**TASK BRIEF:** Write out the lines of the records below unchanged, from the line containing "Scouting pass: put a marker on the antenna" up to and including the line containing "[(163, 309)]".

**LISTING:**
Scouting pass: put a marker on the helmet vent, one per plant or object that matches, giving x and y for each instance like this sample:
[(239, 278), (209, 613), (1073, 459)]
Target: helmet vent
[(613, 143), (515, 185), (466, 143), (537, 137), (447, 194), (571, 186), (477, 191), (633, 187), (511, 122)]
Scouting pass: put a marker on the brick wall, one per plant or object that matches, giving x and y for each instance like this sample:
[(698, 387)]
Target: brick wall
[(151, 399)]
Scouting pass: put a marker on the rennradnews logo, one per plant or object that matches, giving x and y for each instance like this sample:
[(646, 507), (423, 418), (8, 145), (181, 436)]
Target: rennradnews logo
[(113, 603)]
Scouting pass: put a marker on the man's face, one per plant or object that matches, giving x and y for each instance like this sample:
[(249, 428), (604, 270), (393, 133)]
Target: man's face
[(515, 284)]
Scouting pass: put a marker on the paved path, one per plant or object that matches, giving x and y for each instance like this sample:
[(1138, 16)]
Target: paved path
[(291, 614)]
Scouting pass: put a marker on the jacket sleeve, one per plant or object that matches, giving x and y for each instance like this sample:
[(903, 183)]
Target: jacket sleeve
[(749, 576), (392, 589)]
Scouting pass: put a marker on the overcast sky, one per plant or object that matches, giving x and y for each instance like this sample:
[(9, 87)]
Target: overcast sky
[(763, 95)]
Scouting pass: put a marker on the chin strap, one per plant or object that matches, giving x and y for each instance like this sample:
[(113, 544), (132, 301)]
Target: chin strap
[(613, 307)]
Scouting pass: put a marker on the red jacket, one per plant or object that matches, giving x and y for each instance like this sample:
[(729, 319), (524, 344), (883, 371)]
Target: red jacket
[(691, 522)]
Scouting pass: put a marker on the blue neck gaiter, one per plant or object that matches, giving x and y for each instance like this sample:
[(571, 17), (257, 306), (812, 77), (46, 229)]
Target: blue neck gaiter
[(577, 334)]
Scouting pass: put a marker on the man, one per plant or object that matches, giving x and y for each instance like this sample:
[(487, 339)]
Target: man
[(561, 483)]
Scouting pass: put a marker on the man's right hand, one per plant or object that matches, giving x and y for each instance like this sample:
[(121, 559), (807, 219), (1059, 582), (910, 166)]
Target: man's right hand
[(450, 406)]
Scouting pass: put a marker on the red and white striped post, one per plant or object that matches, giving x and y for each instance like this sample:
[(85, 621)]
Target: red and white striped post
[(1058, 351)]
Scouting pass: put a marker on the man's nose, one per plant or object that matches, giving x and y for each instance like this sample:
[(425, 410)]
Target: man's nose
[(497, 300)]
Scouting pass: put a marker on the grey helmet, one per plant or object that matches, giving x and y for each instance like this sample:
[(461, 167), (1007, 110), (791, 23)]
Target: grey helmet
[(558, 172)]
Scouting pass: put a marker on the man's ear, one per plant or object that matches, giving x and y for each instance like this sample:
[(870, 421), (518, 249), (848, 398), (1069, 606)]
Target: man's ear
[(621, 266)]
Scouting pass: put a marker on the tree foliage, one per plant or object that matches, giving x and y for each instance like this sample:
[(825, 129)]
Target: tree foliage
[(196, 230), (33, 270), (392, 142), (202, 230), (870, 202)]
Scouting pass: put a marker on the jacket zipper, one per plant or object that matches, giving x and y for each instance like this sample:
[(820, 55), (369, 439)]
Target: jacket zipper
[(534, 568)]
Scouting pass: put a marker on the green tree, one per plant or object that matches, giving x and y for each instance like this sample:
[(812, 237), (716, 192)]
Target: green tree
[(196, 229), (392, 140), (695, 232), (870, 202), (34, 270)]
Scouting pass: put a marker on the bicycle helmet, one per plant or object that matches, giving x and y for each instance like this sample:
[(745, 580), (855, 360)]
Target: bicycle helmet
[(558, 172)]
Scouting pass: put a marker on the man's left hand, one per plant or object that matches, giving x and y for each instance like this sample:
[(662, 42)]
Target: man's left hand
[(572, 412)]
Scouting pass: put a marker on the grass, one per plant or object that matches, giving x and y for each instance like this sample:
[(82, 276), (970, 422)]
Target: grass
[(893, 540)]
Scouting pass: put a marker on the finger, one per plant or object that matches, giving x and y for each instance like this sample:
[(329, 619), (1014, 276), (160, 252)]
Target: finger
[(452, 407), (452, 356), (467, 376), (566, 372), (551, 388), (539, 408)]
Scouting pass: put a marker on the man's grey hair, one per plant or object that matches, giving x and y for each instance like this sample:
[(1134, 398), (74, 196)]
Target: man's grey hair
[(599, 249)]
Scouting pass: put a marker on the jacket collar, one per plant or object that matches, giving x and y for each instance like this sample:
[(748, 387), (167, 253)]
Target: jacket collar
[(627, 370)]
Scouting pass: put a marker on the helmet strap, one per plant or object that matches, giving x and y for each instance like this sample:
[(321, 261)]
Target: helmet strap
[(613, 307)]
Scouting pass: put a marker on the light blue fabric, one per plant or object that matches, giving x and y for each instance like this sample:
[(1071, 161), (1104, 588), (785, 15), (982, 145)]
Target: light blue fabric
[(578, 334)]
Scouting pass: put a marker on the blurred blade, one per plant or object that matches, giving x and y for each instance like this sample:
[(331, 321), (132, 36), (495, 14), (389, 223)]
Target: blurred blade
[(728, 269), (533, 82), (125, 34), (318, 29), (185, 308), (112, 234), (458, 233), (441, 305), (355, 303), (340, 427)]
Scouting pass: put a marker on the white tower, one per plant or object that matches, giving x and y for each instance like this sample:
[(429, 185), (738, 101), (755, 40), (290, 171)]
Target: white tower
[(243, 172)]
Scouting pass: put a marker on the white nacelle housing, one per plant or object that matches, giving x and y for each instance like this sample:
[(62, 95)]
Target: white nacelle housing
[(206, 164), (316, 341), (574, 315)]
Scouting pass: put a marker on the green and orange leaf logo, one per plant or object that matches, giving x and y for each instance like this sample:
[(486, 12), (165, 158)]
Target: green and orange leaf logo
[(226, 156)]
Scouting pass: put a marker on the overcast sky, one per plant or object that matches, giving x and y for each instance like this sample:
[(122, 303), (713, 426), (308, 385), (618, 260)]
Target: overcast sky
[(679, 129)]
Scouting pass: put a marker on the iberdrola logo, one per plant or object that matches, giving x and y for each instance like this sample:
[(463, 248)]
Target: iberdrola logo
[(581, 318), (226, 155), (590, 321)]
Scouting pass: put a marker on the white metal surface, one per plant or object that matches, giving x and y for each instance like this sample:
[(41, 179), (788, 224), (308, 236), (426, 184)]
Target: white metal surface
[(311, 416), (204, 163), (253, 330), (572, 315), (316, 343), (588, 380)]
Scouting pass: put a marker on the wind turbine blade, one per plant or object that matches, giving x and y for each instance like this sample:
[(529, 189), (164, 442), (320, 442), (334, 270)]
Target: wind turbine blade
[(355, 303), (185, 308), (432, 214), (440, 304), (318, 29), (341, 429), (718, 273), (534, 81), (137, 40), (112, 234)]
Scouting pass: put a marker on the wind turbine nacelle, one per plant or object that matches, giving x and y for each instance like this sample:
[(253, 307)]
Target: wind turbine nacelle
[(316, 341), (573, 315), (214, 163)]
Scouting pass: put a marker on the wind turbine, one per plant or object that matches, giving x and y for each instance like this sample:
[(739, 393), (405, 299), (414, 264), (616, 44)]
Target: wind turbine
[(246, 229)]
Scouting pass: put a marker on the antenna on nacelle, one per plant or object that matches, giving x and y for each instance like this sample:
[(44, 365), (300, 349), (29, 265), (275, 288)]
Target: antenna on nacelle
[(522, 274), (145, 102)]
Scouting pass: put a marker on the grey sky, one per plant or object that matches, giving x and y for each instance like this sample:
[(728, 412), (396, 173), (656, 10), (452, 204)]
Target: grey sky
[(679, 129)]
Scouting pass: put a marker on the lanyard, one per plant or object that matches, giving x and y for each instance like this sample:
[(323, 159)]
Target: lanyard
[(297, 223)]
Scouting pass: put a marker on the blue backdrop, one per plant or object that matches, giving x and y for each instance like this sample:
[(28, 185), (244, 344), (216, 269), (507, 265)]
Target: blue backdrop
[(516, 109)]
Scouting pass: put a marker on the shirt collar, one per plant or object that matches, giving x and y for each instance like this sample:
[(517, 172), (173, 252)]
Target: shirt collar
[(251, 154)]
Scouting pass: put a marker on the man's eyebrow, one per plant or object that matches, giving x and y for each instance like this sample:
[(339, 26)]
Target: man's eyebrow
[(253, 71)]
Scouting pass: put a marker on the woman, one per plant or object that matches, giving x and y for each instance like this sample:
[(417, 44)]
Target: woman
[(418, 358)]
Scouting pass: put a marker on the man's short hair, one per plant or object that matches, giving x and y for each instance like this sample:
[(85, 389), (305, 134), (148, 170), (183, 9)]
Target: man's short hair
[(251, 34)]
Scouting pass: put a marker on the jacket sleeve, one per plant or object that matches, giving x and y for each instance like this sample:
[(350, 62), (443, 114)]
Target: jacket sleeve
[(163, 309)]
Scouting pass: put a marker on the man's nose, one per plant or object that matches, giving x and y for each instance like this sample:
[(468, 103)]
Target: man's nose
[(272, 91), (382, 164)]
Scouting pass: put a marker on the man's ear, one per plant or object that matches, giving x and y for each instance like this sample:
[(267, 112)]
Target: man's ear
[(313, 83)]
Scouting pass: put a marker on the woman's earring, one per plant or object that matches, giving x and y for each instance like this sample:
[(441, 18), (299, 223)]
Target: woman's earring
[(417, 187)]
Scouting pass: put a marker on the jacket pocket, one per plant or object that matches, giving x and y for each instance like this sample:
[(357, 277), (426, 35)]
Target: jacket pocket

**SOLUTION TO THIS TASK:**
Scouting pass: put a marker on the antenna on nacelle, one per plant or object that matches, giving x and y for each instance like this sample:
[(44, 365), (300, 349), (29, 265), (275, 288)]
Target: antenna on nacelle
[(522, 274), (145, 102)]
Scouting pass: put a marker on the grey sky, one per plant or object that matches, giving x and y for each instance like this sample:
[(728, 412), (396, 173), (656, 10), (452, 204)]
Target: grey sky
[(679, 129)]
Scouting pass: put a marker on the lanyard, one per plant or object that matches, giving x and y for each instance like this sample:
[(323, 159)]
Target: lanyard
[(297, 223)]
Scouting pass: put a marker on the blue backdrop, one per plant or object that matches, giving x and y for each instance like this sample:
[(28, 185), (244, 344), (216, 269), (507, 265)]
Target: blue backdrop
[(516, 109)]
Scouting pass: put a marker on the shirt collar, one per plant or object that matches, giving x and y for each instance like this sample:
[(517, 172), (173, 252)]
Target: shirt collar
[(251, 154)]
Scouting pass: put a marker on the man's eyebrow, one per plant or object that matches, giving x and y for each instance like this sample:
[(339, 26)]
Target: man's eyebrow
[(253, 71)]
Scouting pass: put a marker on the woman, one per plant or object that matches, giving x and y for each instance like this sample:
[(417, 44)]
Target: woman
[(418, 358)]
Scouting pass: put a marker on the man's short hair, one per plant or object that matches, giving x and y for each instance like this sample:
[(85, 389), (305, 134), (148, 170), (183, 9)]
Target: man's short hair
[(251, 34)]
Scouting pass: put a marker on the jacket sleeve, one per plant or object that matches, giving x and y for each instance like this sample:
[(350, 62), (443, 114)]
Target: jacket sleeve
[(163, 309)]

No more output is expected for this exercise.